• ISTRUZIONI:
1) Elencare tutti i nomi propri di persona, tra attori, registi e personaggi, che compaiono nel brano sui film di epidemie.
2) Secondo il brano sui film di epidemie, in quale anno si svolge il viaggio nel passato di James Cole?
3) Proseguire il brano sui film di epidemie a partire dall'ultima frase riportata.

• BRANO DELL'ESERCIZIO:
══════
World War Z entra nella cinquina come rappresentante di tutti i film in cui l’infezione porta all’invasione degli zombie. Qui il ruolo di salvare il mondo è in mano a Gerry Lane (Brad Pitt) che deve andare alla ricerca per conto del governo americano di un virologo che forse ha la risposta per fermare l’epidemia. Tonnellate di scene d’azione, cervello messo abbastanza in letargo, però divertimento assicurato attorno agli stilemi del genere: scene di massa con gli zombie che cercano di scalare il muro divisorio, un’esercito non molto portato a pensare e che preferisce agire, il buon senso lasciato per un altro momento. Ambientato in larga parte in Asia centrale e in Medio Oriente può anche essere visto come metafora della guerra al terrorismo e, in questo caso, il virus invisibile che infetta potrebbe essere una non tanto velata metafora di tutte le idee anti-americane.

L’esercito delle 12 scimmie (Terry Gilliam, 1995)

James Cole (Bruce Willis) è un detenuto che, nella Terra del 2035, viene selezionato per tornare indietro nel passato e indagare sul virus che ha eliminato il 99% dell’umanità. E possibilmente impedirlo. Nel suo viaggio nel 1995 Cole si trova ad aver a che fare con un gruppo di ecologisti estremisti – l’esercito del titolo – che ritiene che l’umanità sia un cancro del pianeta e, pertanto, vada eliminata. Essendo, però, un film di Terry Gilliam, ovvero di uno dei Monty Python, il gioco tra presente, passato e futuro crea dei cortocircuiti al limite del surreale. Un altro elemento fondamentale è la pazzia. Cole, infatti, si ritrova a un certo punto della storia in un manicomio, dove i tranquillanti somministrati in dosi massicce portano a confondere realtà e fantasia, sanità mentale e follia.
══════
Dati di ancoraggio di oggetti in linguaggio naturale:
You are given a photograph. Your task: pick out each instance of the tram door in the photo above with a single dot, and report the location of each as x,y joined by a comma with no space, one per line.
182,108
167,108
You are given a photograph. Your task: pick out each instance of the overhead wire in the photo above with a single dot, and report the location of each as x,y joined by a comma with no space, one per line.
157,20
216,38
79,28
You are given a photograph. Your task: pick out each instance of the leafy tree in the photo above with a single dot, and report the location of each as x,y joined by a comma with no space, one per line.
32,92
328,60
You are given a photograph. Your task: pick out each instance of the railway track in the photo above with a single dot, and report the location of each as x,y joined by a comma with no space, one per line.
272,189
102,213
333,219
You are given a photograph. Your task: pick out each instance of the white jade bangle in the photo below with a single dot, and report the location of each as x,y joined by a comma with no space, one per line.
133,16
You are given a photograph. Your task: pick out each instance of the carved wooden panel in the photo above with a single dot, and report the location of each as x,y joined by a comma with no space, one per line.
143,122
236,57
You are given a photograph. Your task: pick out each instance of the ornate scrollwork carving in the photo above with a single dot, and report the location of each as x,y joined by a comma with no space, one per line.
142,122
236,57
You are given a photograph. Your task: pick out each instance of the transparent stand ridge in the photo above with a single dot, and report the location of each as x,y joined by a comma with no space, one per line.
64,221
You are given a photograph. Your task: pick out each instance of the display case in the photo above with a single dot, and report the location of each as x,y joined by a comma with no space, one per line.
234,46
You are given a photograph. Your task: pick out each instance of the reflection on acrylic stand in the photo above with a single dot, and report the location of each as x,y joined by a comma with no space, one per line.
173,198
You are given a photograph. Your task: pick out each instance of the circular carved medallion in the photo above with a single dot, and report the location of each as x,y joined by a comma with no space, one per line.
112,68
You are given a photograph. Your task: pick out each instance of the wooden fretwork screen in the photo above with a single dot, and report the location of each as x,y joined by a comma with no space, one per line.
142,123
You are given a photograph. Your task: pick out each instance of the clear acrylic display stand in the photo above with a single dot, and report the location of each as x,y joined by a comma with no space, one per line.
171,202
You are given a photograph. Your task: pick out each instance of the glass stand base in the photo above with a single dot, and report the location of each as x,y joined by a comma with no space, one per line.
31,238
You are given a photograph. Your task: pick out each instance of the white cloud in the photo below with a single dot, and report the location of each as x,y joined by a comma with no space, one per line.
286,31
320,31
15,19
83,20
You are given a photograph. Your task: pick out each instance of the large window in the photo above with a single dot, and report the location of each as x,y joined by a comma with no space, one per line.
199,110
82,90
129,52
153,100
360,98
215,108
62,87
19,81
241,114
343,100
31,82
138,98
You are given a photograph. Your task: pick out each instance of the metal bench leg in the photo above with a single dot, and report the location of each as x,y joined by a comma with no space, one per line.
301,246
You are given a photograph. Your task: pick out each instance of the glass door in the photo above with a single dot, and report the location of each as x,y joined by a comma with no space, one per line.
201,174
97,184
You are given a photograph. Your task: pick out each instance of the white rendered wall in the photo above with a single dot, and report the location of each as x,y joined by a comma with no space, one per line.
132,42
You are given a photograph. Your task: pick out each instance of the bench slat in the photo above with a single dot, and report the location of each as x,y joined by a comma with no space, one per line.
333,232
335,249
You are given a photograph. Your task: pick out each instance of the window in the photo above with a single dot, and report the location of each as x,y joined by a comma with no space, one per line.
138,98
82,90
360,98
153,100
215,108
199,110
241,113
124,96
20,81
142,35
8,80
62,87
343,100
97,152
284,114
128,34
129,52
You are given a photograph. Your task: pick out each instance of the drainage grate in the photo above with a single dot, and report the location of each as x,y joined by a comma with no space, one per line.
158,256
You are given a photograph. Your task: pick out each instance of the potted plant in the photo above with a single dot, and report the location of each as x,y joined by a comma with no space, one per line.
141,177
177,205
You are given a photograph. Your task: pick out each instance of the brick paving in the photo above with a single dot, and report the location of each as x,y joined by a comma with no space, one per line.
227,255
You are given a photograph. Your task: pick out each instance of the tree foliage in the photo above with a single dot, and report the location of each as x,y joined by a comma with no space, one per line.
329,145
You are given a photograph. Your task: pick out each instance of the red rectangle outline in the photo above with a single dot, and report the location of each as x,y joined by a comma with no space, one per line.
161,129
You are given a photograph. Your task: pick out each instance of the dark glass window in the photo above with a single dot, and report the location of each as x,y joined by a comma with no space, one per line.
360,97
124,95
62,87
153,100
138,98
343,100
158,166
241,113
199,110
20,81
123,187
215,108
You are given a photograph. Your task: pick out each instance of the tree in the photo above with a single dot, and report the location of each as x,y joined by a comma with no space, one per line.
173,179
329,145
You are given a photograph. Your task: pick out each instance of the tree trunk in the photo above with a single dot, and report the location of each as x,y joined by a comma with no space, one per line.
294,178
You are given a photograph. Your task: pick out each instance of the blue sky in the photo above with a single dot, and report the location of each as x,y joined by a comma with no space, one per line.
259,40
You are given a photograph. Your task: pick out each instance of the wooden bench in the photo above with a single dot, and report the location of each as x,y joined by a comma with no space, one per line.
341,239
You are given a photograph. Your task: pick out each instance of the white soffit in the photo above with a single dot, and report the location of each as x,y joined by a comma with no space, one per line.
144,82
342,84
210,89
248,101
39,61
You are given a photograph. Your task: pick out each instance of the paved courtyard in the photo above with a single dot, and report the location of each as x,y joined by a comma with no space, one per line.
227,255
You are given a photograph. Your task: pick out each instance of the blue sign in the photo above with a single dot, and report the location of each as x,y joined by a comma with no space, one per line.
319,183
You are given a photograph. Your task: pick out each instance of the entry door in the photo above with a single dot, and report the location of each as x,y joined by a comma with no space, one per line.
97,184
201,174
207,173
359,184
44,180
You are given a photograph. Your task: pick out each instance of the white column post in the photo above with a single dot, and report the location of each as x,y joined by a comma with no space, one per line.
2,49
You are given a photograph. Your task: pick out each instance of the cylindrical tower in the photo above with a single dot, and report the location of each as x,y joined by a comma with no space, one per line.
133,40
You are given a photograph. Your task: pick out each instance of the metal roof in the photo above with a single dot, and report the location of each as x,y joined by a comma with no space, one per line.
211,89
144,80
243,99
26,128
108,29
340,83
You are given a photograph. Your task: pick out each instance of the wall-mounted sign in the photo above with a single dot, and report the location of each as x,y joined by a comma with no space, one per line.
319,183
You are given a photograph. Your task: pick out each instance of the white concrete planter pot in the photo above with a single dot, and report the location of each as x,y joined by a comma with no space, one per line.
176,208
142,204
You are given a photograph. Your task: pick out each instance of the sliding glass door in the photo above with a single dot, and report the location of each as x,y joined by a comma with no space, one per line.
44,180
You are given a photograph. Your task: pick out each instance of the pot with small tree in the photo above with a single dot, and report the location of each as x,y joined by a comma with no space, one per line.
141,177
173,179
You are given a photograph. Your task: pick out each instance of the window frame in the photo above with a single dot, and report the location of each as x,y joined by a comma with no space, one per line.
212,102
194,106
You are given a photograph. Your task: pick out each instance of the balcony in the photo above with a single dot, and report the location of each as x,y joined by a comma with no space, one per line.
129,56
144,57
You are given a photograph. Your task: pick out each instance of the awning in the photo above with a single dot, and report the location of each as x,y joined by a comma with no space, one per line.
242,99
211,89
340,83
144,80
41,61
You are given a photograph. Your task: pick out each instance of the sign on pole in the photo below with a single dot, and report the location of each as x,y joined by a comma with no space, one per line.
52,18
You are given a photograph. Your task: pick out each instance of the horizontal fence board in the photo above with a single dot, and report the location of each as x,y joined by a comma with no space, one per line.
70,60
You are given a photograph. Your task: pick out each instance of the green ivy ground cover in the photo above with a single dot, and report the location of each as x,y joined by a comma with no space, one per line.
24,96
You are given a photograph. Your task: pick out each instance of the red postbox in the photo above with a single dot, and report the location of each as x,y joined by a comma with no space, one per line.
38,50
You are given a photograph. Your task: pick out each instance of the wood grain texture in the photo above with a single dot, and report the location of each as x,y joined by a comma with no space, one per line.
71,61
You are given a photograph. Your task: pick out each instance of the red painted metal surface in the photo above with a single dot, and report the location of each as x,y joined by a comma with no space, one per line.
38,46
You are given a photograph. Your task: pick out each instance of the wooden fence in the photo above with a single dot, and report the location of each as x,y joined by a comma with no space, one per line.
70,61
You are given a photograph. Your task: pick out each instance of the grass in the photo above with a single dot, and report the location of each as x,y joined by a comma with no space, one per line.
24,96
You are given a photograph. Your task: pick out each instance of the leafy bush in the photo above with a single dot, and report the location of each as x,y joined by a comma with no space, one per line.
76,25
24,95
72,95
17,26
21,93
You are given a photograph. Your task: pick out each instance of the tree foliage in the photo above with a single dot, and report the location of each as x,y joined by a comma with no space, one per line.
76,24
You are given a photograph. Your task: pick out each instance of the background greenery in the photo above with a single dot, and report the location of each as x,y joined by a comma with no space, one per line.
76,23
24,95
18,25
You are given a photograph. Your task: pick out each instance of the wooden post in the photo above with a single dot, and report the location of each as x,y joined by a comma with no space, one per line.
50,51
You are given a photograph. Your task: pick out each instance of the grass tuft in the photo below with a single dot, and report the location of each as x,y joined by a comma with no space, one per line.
══════
• SOLUZIONI PER VOCE:
1) Gerry Lane, Brad Pitt, James Cole, Bruce Willis, Terry Gilliam

2) Nel 1995.

3)
In tutto questo sovrapporsi cervellotico di frammenti, c’è lo spazio anche per una citazione esplicita di Ignaz Semmelweis, ovvero dello scienziato asburgico che per primo capì che lavarsi le mani era una pratica igienica indispensabile per contenere la diffusione delle malattie. Jeffrey Goines (Brad Pitt), un paziente della clinica, è infatti scettico sull’esistenza dei microbi: «Nel XVIII secolo non esistevano! Nessuno aveva nemmeno immaginato un cosa simile – nessuno sano di mente, almeno. Poi arriva questo dottore… Semmelweis, mi pare, che cerca di convincere la gente… […] che esistono queste piccole “cose cattive” invisibili che possono entrare nel tuo corpo e ti fanno ammalare!»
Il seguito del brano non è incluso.